*What you should do*
Copy everything from the line containing "task: segment the wooden floor" down to the end of the entries, request lines included, and scale each coordinate in the outline by 0.55, rounding to whole numbers with halves rounded up. Leave the request lines unchanged and give only these lines.
** START Data shown **
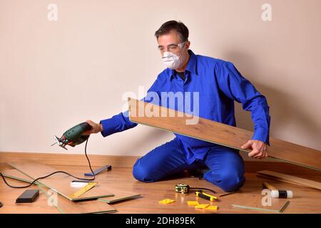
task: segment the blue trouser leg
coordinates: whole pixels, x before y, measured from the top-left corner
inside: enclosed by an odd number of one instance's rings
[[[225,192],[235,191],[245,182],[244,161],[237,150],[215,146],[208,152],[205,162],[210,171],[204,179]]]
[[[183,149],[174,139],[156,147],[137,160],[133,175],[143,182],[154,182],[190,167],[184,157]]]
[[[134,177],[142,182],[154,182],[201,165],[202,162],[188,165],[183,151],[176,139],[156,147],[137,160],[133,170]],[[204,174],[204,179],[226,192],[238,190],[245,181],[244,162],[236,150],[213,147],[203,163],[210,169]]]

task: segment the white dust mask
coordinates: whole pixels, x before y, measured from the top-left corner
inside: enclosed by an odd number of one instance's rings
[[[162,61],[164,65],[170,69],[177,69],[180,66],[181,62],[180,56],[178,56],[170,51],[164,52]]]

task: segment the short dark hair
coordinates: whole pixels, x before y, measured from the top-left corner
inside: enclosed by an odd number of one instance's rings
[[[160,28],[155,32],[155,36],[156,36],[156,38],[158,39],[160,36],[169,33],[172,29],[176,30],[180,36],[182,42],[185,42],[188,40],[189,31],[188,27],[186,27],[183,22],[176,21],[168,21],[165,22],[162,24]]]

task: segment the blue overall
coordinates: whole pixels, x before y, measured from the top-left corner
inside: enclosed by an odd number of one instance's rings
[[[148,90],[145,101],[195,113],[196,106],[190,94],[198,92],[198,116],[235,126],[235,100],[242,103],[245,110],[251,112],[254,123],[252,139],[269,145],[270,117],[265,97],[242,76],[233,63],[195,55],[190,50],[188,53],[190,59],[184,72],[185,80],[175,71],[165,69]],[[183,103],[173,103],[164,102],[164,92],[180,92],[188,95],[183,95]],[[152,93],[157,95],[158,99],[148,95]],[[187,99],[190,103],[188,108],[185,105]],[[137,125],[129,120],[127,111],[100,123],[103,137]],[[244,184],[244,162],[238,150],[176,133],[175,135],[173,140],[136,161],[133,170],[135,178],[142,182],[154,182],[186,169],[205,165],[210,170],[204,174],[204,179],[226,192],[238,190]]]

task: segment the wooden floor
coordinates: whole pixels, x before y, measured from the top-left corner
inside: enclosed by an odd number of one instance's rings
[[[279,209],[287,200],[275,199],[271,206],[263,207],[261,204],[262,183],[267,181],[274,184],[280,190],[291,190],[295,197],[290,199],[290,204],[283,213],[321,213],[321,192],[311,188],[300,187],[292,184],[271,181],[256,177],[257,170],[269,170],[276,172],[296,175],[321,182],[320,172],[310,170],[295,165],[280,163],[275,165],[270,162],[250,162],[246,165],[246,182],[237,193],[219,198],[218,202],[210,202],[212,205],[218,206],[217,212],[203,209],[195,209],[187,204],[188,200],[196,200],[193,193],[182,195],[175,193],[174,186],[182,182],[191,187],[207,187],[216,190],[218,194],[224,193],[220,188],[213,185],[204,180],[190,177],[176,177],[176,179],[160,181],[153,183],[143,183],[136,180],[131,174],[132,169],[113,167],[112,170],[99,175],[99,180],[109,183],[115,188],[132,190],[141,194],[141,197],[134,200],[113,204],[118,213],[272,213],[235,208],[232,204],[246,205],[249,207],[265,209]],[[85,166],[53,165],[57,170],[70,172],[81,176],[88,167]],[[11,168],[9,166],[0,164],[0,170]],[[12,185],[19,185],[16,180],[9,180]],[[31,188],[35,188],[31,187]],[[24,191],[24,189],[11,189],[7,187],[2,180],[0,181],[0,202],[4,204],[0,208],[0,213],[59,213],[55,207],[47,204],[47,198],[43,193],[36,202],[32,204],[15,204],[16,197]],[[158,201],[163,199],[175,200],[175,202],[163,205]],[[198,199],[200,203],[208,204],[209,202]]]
** END Data shown **
*Exercise output*
task: segment the wooden floor
coordinates: whole pixels, x before y, measured from the top-left corner
inside: enclosed by an odd number of one instance's rings
[[[153,115],[158,110],[151,109],[149,113],[145,114],[144,112],[144,101],[147,100],[151,101],[154,105],[160,105],[162,108],[160,109],[160,112],[156,117],[177,117],[177,106],[171,103],[165,103],[161,101],[149,100],[141,97],[141,94],[148,94],[152,95],[163,96],[177,100],[176,95],[171,94],[162,91],[154,90],[151,91],[149,89],[138,89],[135,91],[135,100],[130,106],[120,109],[120,111],[116,111],[117,113],[120,113],[119,117],[112,115],[107,115],[103,112],[103,110],[108,110],[106,106],[100,107],[96,106],[96,102],[100,100],[105,103],[114,103],[119,105],[120,107],[123,106],[121,103],[117,102],[112,99],[105,97],[97,97],[97,98],[88,100],[84,101],[79,101],[75,99],[72,96],[73,93],[62,92],[62,94],[54,96],[54,99],[60,101],[63,103],[73,105],[78,107],[78,108],[74,110],[62,112],[65,117],[150,117],[129,114],[128,112],[135,113],[137,114],[146,115]],[[47,91],[29,91],[31,94],[39,95],[45,97],[48,92]],[[6,92],[5,91],[0,90],[0,94]],[[7,102],[10,102],[9,99],[5,99]],[[17,103],[19,103],[17,103]],[[13,105],[13,104],[6,104],[4,103],[1,99],[0,100],[0,111],[2,112],[0,114],[0,117],[32,117],[30,114],[26,112],[26,109],[24,106],[20,111],[18,112],[8,112],[9,108]],[[87,111],[90,109],[96,110],[96,111],[90,113]],[[109,109],[110,112],[114,112],[115,111]]]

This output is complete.